What you need to do:
Your reply should be the full listing, copied exactly.
[Extracted entries — start]
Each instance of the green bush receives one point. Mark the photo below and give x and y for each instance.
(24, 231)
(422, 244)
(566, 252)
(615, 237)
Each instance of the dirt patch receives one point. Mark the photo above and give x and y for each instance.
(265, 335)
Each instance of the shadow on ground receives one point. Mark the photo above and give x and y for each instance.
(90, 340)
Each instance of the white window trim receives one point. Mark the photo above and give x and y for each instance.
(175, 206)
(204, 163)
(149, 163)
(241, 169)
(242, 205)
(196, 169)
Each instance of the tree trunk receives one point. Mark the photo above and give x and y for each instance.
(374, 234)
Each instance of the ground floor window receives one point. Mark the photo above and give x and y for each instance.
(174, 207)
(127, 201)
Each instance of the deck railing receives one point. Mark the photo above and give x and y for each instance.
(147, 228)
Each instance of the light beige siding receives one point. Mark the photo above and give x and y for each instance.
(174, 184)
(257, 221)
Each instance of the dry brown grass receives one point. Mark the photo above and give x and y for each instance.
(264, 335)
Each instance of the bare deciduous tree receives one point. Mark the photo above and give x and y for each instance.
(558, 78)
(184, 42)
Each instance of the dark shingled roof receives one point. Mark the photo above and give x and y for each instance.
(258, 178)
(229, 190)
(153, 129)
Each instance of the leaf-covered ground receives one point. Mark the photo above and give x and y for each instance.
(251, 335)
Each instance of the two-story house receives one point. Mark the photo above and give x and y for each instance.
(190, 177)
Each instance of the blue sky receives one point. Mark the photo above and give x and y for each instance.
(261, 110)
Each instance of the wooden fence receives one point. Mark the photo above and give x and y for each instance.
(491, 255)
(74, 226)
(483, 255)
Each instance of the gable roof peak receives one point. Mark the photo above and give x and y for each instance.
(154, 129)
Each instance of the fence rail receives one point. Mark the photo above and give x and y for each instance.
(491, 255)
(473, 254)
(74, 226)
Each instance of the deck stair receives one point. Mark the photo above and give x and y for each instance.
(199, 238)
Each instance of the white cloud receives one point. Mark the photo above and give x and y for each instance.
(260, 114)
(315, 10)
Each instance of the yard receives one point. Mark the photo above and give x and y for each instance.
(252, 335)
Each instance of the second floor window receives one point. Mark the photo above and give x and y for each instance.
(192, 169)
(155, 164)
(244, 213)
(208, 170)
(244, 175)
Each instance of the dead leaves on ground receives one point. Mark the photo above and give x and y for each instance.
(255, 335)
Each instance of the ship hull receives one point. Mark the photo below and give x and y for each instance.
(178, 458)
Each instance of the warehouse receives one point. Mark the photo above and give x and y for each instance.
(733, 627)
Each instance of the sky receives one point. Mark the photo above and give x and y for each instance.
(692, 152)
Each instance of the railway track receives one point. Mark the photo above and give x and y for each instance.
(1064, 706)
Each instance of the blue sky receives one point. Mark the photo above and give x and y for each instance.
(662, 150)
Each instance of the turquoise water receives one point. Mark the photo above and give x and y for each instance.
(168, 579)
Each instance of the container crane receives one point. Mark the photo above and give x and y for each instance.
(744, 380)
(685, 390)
[Extracted entries — finish]
Expected answer:
Each instance of the green bush receives one point. Mark the photo below and give x and y for each instance.
(24, 231)
(422, 244)
(566, 252)
(615, 237)
Each instance of the dirt patch receives one point. Mark the photo above and give x and y for each instance.
(265, 335)
Each instance of the shadow on ground receives one point. Mark the photo above and give x and y for each instance.
(90, 340)
Each instance of the white window trim receives one point. Mark the photo above and give x and y for each instance.
(175, 206)
(204, 163)
(149, 163)
(241, 169)
(242, 205)
(196, 169)
Each instance of the tree trunk receives one point. Mark the photo above and give x and y for each instance.
(374, 234)
Each instance of the ground floor window receives one point. Mark the photo above and give x and y for each instance.
(174, 207)
(127, 201)
Each instance of the deck railing receives one point. Mark the photo above and give x and y for each instance.
(147, 228)
Each instance of the light beige siding receives one point. Mark the photo above and give x and y for each instance.
(174, 184)
(257, 221)
Each instance of the dry brown grass receives one point. Mark the photo above and give x and y for each instance.
(264, 335)
Each instance of the bare deciduous tree receives one point. Mark the photo above and give x and y for each instance.
(558, 78)
(184, 42)
Each instance of the dark shingled roof receives one point. Mark the photo above and give x and y for each instance.
(258, 178)
(229, 190)
(153, 129)
Each instance of the leaf-covered ground receives one point. Mark the photo above and give x and y for each instance.
(251, 335)
Each instance of the two-story house receives one point. Mark the photo above and give x and y for each instance.
(190, 177)
Each instance of the blue sky receives one point. Mark the photo above and give x and y for each instance.
(261, 110)
Each instance of the wooden fence receives one point. Mark the photo above and give x and y for each instance.
(491, 255)
(74, 226)
(483, 255)
Each instance of the gable roof peak receives one point. Mark the photo above and give x and y for each instance.
(154, 129)
Each instance of the fence rail receives one point. Mark the photo above and give x and y for each instance.
(491, 255)
(473, 254)
(74, 226)
Each instance of the deck stair receives one point. Mark the photo above and give x and y for each instance.
(199, 238)
Each instance of the white cloud receives one point. Mark the photo above and give x and y for each instance.
(260, 114)
(315, 10)
Each instance of the yard receives one point. Mark the photo above and give x and y for each instance.
(252, 335)
Each instance of the second floor window receives one point. Mark the photo above and give x and y for each instance.
(192, 169)
(155, 164)
(244, 213)
(208, 170)
(244, 175)
Each instance of the dead leaves on ground receives one point. Mark the photo above and give x and y for each instance.
(255, 335)
Each instance of the ship hull receives one point. Mark the photo below and give x and y for each instance.
(178, 458)
Each instance of the warehouse receives one point. Mark the photo above and give x and y for each instance.
(733, 627)
Each instance of the sky receives one point. Mark the photo above and give x and y for each instance.
(692, 152)
Each instance of the railway track receives one point. Mark the photo above and give x and y for each instance.
(1064, 706)
Each instance of the blue sky receives one point. Mark the photo above and give x and y for each instance.
(662, 150)
Each instance of the turquoise water receives one point. Mark the photo above and give x and y for each instance.
(168, 579)
Each instance of the container crane receives one point. Mark the photo above and give x and y for each instance.
(744, 380)
(685, 390)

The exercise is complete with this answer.